DATA FOR THIS TASK ::

<<<<

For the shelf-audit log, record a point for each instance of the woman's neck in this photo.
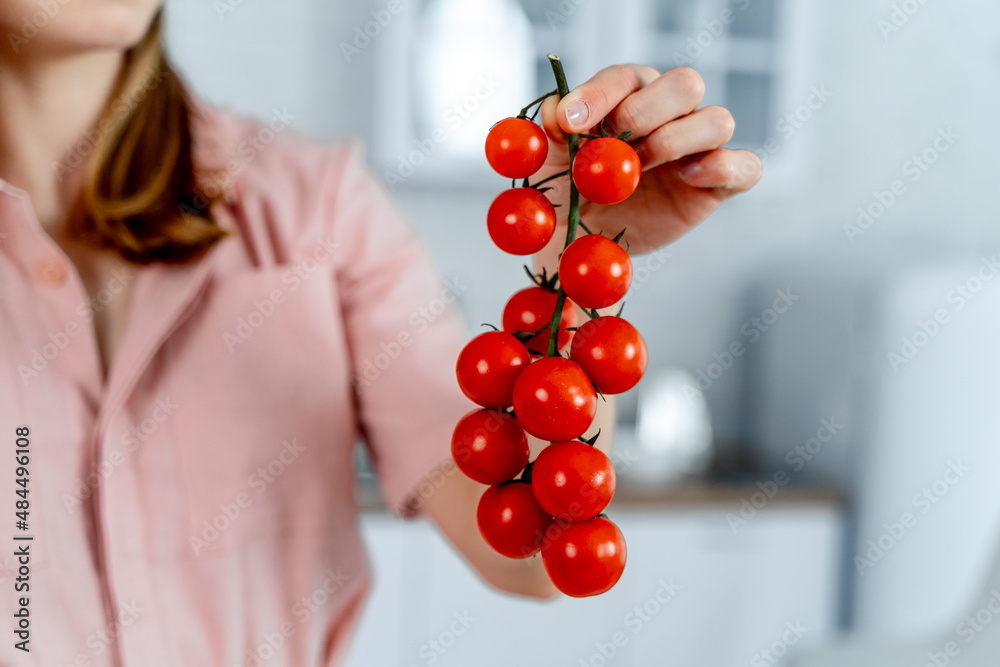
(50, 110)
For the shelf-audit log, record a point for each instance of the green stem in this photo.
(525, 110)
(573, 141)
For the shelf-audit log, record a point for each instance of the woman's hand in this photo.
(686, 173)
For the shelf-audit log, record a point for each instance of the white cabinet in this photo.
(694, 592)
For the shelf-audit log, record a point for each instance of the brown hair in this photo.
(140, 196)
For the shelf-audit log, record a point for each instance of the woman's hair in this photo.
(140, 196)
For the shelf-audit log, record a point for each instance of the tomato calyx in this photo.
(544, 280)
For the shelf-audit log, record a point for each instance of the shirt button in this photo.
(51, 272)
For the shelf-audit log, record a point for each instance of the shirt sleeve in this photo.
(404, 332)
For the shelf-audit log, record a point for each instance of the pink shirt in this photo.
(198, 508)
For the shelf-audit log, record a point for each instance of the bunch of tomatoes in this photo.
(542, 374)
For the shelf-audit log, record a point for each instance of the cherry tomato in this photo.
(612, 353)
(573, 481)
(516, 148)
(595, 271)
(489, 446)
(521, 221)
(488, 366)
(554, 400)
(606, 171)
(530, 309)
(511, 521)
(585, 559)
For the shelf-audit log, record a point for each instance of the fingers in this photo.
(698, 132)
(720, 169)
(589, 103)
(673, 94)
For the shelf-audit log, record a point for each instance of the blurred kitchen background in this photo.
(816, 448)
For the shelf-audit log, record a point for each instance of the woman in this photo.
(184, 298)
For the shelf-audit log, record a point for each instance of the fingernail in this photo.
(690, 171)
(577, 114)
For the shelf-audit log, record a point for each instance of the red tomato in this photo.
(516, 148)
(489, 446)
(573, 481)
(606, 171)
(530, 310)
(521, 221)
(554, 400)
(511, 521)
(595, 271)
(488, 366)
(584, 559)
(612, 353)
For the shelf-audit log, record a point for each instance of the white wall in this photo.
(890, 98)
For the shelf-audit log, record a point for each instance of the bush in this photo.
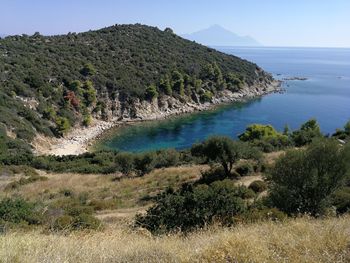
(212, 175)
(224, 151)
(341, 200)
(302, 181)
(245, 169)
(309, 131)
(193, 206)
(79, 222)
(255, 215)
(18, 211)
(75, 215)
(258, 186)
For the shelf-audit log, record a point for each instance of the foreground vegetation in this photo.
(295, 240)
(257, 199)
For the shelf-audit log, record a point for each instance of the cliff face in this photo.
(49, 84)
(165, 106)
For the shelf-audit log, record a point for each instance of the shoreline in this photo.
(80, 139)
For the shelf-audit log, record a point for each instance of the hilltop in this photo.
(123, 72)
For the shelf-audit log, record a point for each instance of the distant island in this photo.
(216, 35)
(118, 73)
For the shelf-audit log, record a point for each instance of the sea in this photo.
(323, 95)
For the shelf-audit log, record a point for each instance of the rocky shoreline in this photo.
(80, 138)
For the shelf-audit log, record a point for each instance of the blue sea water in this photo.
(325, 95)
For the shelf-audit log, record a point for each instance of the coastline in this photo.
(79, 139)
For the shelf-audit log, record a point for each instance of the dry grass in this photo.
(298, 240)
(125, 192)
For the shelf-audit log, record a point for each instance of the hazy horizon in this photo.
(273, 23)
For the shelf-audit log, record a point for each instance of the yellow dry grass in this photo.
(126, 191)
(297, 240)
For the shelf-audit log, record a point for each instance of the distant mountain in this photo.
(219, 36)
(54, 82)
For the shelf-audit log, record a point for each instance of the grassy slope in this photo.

>>>>
<<<<

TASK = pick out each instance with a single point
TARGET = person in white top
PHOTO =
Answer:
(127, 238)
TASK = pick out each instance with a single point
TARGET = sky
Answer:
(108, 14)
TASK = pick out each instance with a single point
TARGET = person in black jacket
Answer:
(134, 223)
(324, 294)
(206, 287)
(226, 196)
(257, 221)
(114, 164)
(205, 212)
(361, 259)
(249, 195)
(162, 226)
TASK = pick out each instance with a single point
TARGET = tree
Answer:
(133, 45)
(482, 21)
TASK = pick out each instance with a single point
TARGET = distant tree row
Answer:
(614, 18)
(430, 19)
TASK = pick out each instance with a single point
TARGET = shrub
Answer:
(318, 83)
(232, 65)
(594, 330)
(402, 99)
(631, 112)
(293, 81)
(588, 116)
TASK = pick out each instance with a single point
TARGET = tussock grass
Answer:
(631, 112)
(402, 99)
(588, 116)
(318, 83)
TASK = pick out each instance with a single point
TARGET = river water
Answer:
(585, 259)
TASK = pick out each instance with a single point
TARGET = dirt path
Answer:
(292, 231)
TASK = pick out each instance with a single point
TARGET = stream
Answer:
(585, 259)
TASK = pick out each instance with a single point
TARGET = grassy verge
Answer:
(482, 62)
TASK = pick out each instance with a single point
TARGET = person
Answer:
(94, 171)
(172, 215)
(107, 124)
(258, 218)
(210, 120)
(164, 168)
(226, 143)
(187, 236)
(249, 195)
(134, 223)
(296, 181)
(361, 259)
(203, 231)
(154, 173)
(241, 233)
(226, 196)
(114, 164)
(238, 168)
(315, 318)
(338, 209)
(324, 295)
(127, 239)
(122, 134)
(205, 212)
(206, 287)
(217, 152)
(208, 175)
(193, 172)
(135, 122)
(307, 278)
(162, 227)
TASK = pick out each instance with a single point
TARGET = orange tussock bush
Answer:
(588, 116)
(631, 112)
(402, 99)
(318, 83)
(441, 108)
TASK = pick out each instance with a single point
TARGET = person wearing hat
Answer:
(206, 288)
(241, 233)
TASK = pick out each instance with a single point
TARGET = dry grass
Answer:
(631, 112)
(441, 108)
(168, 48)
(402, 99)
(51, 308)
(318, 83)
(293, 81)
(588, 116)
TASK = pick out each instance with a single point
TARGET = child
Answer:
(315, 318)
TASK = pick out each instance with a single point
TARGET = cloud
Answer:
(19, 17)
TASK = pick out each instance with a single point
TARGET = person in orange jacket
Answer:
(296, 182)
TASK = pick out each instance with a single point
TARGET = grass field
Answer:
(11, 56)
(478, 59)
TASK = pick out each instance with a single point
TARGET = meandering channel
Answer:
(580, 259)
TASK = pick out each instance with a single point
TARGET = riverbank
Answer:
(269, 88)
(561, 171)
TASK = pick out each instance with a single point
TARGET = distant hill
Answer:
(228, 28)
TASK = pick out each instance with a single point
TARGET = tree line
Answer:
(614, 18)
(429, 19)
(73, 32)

>>>>

PROBLEM REQUIREMENTS ::
Look through the entries, and return every line that the word "orange" appears in.

TASK OUTPUT ::
TARGET = orange tussock bush
TARGET = person in orange jacket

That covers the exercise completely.